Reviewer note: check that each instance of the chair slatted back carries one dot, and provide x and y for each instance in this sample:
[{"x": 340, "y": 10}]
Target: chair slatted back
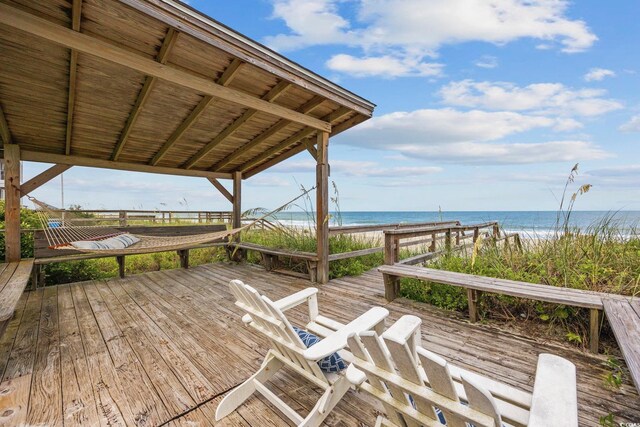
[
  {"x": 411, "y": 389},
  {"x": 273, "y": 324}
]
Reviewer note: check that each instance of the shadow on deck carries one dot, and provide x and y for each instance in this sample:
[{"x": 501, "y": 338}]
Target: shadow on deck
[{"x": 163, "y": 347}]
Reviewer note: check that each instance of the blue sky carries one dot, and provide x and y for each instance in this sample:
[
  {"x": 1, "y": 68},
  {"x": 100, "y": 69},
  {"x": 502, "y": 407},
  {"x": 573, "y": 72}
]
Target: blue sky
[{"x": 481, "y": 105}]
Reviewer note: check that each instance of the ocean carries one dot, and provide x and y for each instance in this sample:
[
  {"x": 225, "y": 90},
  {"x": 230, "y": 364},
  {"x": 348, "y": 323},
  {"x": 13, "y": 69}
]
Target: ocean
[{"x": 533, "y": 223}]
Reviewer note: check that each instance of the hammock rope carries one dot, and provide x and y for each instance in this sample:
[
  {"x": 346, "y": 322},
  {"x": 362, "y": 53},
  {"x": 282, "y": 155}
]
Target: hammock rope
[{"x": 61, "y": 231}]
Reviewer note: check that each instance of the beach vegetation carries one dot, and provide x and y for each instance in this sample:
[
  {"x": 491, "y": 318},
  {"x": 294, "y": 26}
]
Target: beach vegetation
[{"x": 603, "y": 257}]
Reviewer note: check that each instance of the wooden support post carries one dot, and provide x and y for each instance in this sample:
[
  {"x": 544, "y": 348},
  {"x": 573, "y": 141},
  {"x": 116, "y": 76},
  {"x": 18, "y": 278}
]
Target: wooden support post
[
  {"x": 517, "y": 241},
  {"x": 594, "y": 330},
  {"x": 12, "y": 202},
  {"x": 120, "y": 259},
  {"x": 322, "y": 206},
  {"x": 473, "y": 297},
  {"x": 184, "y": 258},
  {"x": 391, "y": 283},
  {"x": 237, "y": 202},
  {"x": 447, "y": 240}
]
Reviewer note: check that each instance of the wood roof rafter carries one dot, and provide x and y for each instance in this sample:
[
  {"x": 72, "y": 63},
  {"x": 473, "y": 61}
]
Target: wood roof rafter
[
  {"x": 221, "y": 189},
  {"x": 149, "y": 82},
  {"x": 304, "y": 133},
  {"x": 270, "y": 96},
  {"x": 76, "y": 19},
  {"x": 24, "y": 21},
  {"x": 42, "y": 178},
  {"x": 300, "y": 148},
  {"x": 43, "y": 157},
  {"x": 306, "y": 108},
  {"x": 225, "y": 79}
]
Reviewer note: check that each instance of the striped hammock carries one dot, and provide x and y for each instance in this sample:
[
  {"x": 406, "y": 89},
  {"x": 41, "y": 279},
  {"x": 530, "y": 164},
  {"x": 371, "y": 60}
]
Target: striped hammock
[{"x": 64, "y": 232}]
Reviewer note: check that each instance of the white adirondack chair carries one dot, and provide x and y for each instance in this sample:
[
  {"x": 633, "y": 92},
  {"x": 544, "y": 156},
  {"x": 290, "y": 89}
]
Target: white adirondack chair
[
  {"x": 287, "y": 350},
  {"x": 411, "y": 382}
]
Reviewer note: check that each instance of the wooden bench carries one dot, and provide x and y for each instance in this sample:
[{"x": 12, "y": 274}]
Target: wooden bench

□ □ □ □ □

- EXERCISE BRIEF
Could you format every line of the records above as a Markdown table with a Row column holding the line number and a Text column holding the line, skipping blank lines? Leave the pictures out of the table.

- ANSWER FOR THIS EXERCISE
| Row | Text |
|---|---|
| 1 | Reviewer note: check that each instance of the chair slatted back carries one dot, and provide x and y for each instance in this sample: |
| 2 | [{"x": 340, "y": 10}] |
| 3 | Target: chair slatted back |
| 4 | [ |
| 5 |   {"x": 411, "y": 389}, |
| 6 |   {"x": 273, "y": 324} |
| 7 | ] |
| 8 | Reviewer note: check that each instance of the shadow on deck carries one dot, and provide x and y for each instance in this sample: |
| 9 | [{"x": 501, "y": 338}] |
| 10 | Target: shadow on deck |
| 11 | [{"x": 163, "y": 347}] |
| 12 | Reviewer note: check that each instance of the blue sky carries one dot, and provide x and y for each instance in this sample: |
| 13 | [ |
| 14 |   {"x": 1, "y": 68}, |
| 15 |   {"x": 100, "y": 69}, |
| 16 |   {"x": 502, "y": 407}, |
| 17 |   {"x": 573, "y": 72} |
| 18 | ] |
| 19 | Target: blue sky |
| 20 | [{"x": 481, "y": 105}] |
| 21 | Reviewer note: check that each instance of the ocean carries one dot, and provide x and y for each instance in this sample: |
| 22 | [ |
| 23 |   {"x": 225, "y": 90}, |
| 24 |   {"x": 230, "y": 364}, |
| 25 |   {"x": 348, "y": 323}, |
| 26 |   {"x": 13, "y": 69} |
| 27 | ] |
| 28 | Target: ocean |
| 29 | [{"x": 533, "y": 223}] |
| 30 | Reviewer note: check that each instance of the hammock rope carries one dot, and provide x and y for each instance in this sample: |
| 31 | [ |
| 32 |   {"x": 346, "y": 322}, |
| 33 |   {"x": 362, "y": 53}, |
| 34 |   {"x": 282, "y": 155} |
| 35 | ] |
| 36 | Target: hammock rope |
| 37 | [{"x": 61, "y": 231}] |
| 38 | Reviewer note: check that each instance of the beach vegetation carries one dot, and provide x and y for each instance in this sample: |
| 39 | [ |
| 40 |   {"x": 491, "y": 318}, |
| 41 |   {"x": 294, "y": 26} |
| 42 | ] |
| 43 | Target: beach vegetation |
| 44 | [{"x": 603, "y": 257}] |
| 45 | Reviewer note: check that each instance of the wooden support post carries one dot, and provide x and y for each instance in this sample: |
| 46 | [ |
| 47 |   {"x": 544, "y": 348}, |
| 48 |   {"x": 573, "y": 141}, |
| 49 |   {"x": 116, "y": 76}, |
| 50 |   {"x": 18, "y": 278} |
| 51 | ] |
| 52 | Target: wooden support post |
| 53 | [ |
| 54 |   {"x": 517, "y": 241}, |
| 55 |   {"x": 594, "y": 330}, |
| 56 |   {"x": 12, "y": 202}, |
| 57 |   {"x": 120, "y": 259}, |
| 58 |   {"x": 322, "y": 206}, |
| 59 |   {"x": 473, "y": 297}, |
| 60 |   {"x": 184, "y": 258}, |
| 61 |   {"x": 391, "y": 283}, |
| 62 |   {"x": 237, "y": 202}, |
| 63 |   {"x": 447, "y": 240} |
| 64 | ] |
| 65 | Reviewer note: check that each instance of the wood roof rafter carries one dot, and provide x and y for each instance in this sample: |
| 66 | [ |
| 67 |   {"x": 72, "y": 63}, |
| 68 |   {"x": 473, "y": 61} |
| 69 | ] |
| 70 | Target: wood roof rafter |
| 71 | [ |
| 72 |   {"x": 221, "y": 189}, |
| 73 |   {"x": 149, "y": 82}, |
| 74 |   {"x": 304, "y": 133}, |
| 75 |   {"x": 270, "y": 96}, |
| 76 |   {"x": 76, "y": 19}, |
| 77 |   {"x": 24, "y": 21}, |
| 78 |   {"x": 42, "y": 178}, |
| 79 |   {"x": 300, "y": 148}, |
| 80 |   {"x": 43, "y": 157}, |
| 81 |   {"x": 306, "y": 108}, |
| 82 |   {"x": 225, "y": 79} |
| 83 | ] |
| 84 | Reviewer note: check that each instance of the striped hammock carries one dot, and provide x and y for each instance in this sample: |
| 85 | [ |
| 86 |   {"x": 406, "y": 89}, |
| 87 |   {"x": 41, "y": 279}, |
| 88 |   {"x": 530, "y": 164}, |
| 89 |   {"x": 371, "y": 60} |
| 90 | ] |
| 91 | Target: striped hammock |
| 92 | [{"x": 64, "y": 232}] |
| 93 | Reviewer note: check that each instance of the white adirondack chair carries one dot, and provide x and y for each instance in this sample: |
| 94 | [ |
| 95 |   {"x": 633, "y": 92}, |
| 96 |   {"x": 544, "y": 156}, |
| 97 |   {"x": 290, "y": 89} |
| 98 | ] |
| 99 | Target: white adirondack chair |
| 100 | [ |
| 101 |   {"x": 287, "y": 350}, |
| 102 |   {"x": 411, "y": 382} |
| 103 | ] |
| 104 | Reviewer note: check that each instance of the wooden bench carries one dot, and provide x and y for each instance in this sample: |
| 105 | [{"x": 12, "y": 274}] |
| 106 | Target: wooden bench |